* **Work instructions**: List in full every line of the material that contains the string “curved”.

* **Data to process**:
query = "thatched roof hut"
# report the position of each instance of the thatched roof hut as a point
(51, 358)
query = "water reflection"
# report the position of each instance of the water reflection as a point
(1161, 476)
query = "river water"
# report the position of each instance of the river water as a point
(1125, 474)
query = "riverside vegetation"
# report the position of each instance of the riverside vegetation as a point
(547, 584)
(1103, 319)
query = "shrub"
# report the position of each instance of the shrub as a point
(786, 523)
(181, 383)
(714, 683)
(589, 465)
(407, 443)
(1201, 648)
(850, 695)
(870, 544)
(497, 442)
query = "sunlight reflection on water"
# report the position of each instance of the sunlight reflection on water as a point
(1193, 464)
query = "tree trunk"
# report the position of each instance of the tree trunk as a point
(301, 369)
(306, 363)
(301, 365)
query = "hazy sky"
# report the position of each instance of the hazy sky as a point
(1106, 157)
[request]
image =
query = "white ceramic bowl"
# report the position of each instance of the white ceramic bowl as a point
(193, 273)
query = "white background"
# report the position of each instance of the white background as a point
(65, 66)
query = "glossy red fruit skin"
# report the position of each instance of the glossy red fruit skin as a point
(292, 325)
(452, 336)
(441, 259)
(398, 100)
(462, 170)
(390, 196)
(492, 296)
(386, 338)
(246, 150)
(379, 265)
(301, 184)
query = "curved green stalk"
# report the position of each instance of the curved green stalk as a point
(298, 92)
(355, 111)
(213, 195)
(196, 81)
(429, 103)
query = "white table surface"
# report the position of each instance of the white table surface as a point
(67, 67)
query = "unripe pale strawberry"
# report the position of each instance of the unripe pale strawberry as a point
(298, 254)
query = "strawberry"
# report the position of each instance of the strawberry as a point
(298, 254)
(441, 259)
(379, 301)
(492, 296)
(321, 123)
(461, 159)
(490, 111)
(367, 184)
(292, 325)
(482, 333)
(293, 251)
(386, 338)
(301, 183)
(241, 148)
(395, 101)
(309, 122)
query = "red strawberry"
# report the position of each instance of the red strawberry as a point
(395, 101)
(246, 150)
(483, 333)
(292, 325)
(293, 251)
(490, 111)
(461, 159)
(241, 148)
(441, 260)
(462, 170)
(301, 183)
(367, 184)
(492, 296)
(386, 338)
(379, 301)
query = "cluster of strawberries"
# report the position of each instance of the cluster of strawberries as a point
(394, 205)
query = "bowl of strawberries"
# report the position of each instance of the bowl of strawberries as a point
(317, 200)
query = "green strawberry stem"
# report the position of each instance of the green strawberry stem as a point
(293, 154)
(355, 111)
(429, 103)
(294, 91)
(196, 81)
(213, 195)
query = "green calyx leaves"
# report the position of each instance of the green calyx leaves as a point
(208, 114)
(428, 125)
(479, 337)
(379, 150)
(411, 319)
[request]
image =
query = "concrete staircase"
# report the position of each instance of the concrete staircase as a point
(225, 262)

--

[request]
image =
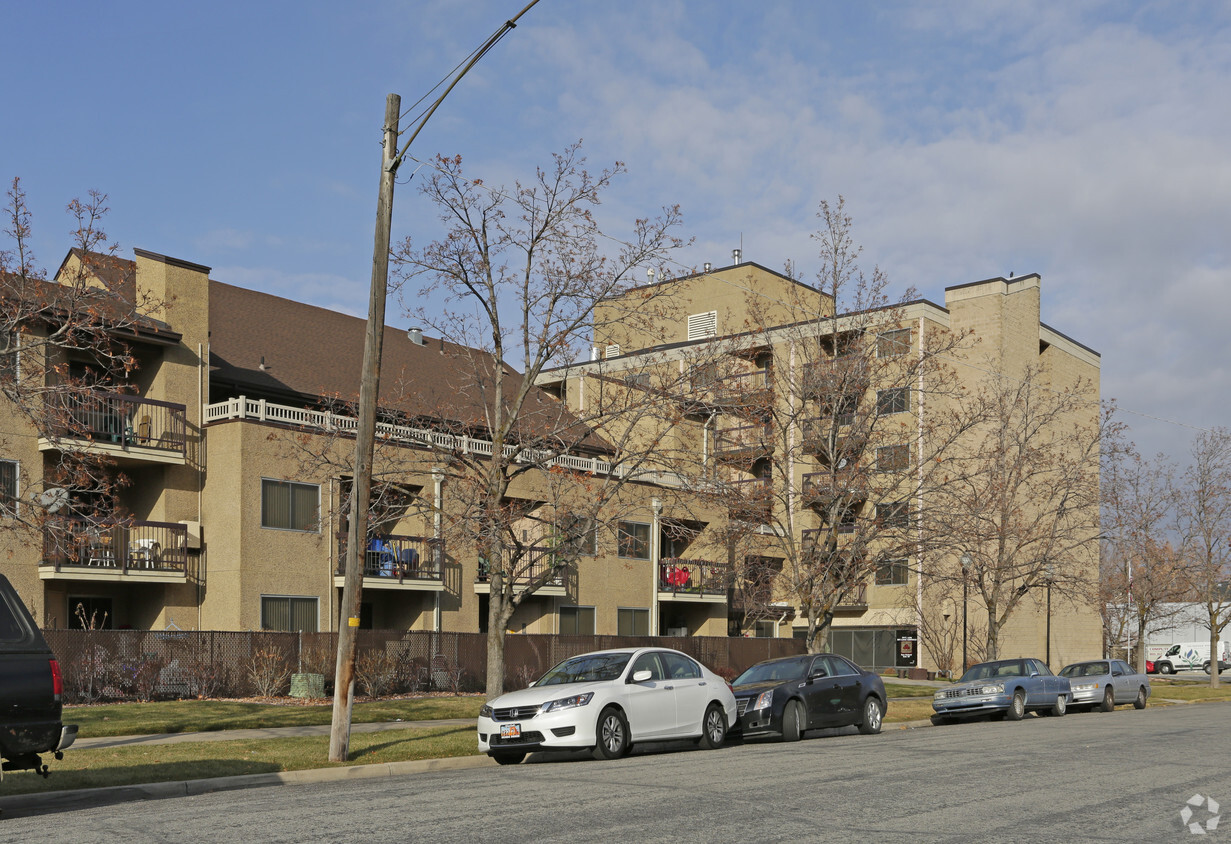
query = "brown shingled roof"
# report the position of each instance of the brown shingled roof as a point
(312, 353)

* **Result**:
query = "curved green stalk"
# report the position of each instance of the curved green stalk as a point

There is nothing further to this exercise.